Written task:
Return each of the records below verbatim, keeping every line in its original order.
* * *
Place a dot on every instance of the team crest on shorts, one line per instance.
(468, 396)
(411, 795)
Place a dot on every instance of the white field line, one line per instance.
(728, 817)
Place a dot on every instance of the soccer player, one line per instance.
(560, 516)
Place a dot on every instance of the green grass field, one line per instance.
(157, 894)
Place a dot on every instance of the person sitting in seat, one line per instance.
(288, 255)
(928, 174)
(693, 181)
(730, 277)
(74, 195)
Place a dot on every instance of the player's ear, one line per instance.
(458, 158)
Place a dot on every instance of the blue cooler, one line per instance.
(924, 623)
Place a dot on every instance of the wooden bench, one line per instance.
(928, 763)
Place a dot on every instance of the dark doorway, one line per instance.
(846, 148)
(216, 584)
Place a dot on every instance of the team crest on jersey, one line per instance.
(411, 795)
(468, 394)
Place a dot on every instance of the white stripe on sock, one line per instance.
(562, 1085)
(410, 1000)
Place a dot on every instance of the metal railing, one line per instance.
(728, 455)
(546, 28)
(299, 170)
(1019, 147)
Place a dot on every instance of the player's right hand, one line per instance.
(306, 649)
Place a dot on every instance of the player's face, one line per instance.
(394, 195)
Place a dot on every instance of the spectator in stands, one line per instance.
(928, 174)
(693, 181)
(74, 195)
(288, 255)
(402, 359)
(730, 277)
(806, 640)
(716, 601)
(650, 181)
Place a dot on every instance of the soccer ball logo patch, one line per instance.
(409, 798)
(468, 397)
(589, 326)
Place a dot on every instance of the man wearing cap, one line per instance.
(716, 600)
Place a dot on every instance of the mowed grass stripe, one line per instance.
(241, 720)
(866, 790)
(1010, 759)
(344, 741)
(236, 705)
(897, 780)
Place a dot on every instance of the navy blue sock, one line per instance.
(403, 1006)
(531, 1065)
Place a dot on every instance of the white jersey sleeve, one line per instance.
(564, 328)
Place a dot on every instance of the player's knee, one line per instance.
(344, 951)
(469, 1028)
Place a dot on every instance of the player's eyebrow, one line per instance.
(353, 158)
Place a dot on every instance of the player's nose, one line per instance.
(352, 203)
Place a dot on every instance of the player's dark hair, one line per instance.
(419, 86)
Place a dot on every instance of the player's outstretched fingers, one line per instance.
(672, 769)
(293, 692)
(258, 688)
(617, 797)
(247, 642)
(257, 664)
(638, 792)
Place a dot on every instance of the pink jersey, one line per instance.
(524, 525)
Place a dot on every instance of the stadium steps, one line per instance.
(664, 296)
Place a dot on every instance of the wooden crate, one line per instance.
* * *
Written solution:
Place a dot on every instance of the team crest on shorts, one line per instance.
(468, 396)
(411, 795)
Place a dot on every instance of the white field line, one line per instance.
(728, 817)
Place a dot on every instance of the soccer player, one line per instance.
(560, 516)
Place a dot on every instance of the green grass field, one line per instance.
(157, 894)
Place a dot on every instance of the person sitting in seat, one line per instance.
(288, 255)
(928, 174)
(693, 181)
(730, 277)
(74, 195)
Place a dot on every instance of the player's ear, one line per instance.
(458, 158)
Place a dot on every instance of the blue cooler, one line per instance.
(924, 623)
Place a dot on every instance of the wooden bench, one line per instance.
(928, 763)
Place a dot on every instance of the dark doorway, one line per instance.
(846, 148)
(216, 584)
Place a dot on every instance of the team crest on jersey, one line per instance.
(411, 795)
(468, 394)
Place a dot on every instance of the white stripe on sock, one line per instance.
(562, 1085)
(410, 1000)
Place a dot on every instance of the metal railing, one line per instance.
(728, 455)
(546, 28)
(299, 170)
(1019, 147)
Place a dot on every instance of the player's right hand, one line per instance.
(306, 649)
Place a dot on every instance of the player's face, one line per instance.
(394, 195)
Place a dot on every instance of the spectator in stands, one line per instance.
(928, 174)
(693, 181)
(74, 195)
(288, 255)
(402, 359)
(730, 277)
(806, 640)
(716, 601)
(650, 181)
Place a dot on every instance of the soccer ball logo patch, one line per instance.
(409, 798)
(468, 397)
(589, 326)
Place a dot on every instance of the man wearing cap, one line per instance.
(716, 600)
Place a dot on every instance of the mowed grass stripe, one line per instance.
(241, 720)
(866, 790)
(1010, 759)
(344, 741)
(236, 705)
(897, 780)
Place a dot on every instance of the navy blue sock, one line per instance.
(403, 1006)
(531, 1065)
Place a dot on every instance of the white jersey sleeve, one line per instance.
(564, 328)
Place a dot on every instance of the player's knee, one line per instance.
(344, 951)
(469, 1028)
Place a dot on every instance of the player's eyebrow, one line per instance.
(353, 158)
Place a dot on every instance of the player's nose, one line per instance.
(352, 203)
Place a dot on every instance of the player's dark hair, one line per instance.
(419, 86)
Place a dot on every instance of the player's outstretched fingers, one line per instance.
(672, 769)
(293, 692)
(258, 688)
(617, 797)
(247, 642)
(257, 664)
(638, 792)
Place a dot on every instance of the pink jersey, one line per instance.
(524, 525)
Place a dot on every instance of the stadium steps, one line per instance.
(664, 296)
Place a dot on every instance of the wooden crate, one line per instance.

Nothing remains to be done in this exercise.